[[ STUDY TEXT open ]]

Tipsheet

Stephen Miller Goes Off on the Amnesty-Granting 'Dignity Act'

A bipartisan group of 20 Republicans and 20 Democrats is pushing the "Dignity Act," which is actually titled the "Dignidad Act," a bill that would grant blanket amnesty to millions of illegal immigrants, including criminals like Kilmar Abrego Garcia, the MS-13 gang member and reported human trafficker Democrats love.

Trump administration official Stephen Miller blasted the legislation, calling it a move that makes America weaker.

"You know that this administration opposes amnesty," Miller said. "President Trump has always been clear his opposition to amnesty, and, of course, you know my own views." 

"I want to reframe this whole conversation ... to something that President Trump has been very focused on for a long time. And that's about having the kind of immigration to this country that makes it stronger, not weaker. I think this conversation gets siloed too often, when we have to look at the whole picture," Miller continued.

"You saw the recent tragic case where an illegal alien from Haiti bludgeoned a woman to death in broad daylight with a hammer, smashing her skull in, one hammer blow after another. That's what happens when you have open borders to this country from some of the most dangerous parts of the world," Miller said. "That's one person that Biden let in, the Democrats let in, to maim and murder our citizens. But there are thousands more."

[[ STUDY TEXT closed ]]

| TASKS TO PERFORM |
1 – Reproduce everything in the Dignity Act article from "A bipartisan group" down to "trafficker Democrats love.".
2 – Answer these questions from the Dignity Act article.
(a) How many Republicans and how many Democrats are in the bipartisan group pushing the bill?
(b) What is the bill actually titled?
(c) In the case Miller described, where was the illegal alien from?
3 – Write the next part of the Dignity Act article, starting after its final sentence.

[[ DATA BELOW open ]]

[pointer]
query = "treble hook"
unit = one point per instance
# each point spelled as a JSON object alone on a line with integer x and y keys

[[ DATA BELOW closed ]]

| RESULTS |
1 –
A bipartisan group of 20 Republicans and 20 Democrats is pushing the "Dignity Act," which is actually titled the "Dignidad Act," a bill that would grant blanket amnesty to millions of illegal immigrants, including criminals like Kilmar Abrego Garcia, the MS-13 gang member and reported human trafficker Democrats love.

2 –
(a) 20 Republicans and 20 Democrats
(b) The "Dignidad Act"
(c) Haiti

3 –
"Largely, for five decades, before President Trump, we had open migration from the most dangerous places in the world. How do your schools work? How do your hospitals work? How does your economy work? How do you have a society that can win all these great civilizational struggles against your adversaries around the world if you have to feed, house, clothe, educate, support, and give affirmative action to millions and millions of people from failed states around the world?" Miller asked.

"So President Trump has said we want to have high-value migration into this country, not low-value migration," Miller said. "And we have to deal with the fact that we have millions of people here who are on welfare, who are not contributing, who commit a lot of crime, who consume a lot of public resources, and it's in the best interest of this country for those people to be humanely returned home."

"That's the big conversation, and so this old Washington conversation about amnesty is missing the whole point," Miller continued, "the real conversation is: how do we have an immigration policy that makes America stronger and more unified, not weaker and more divided."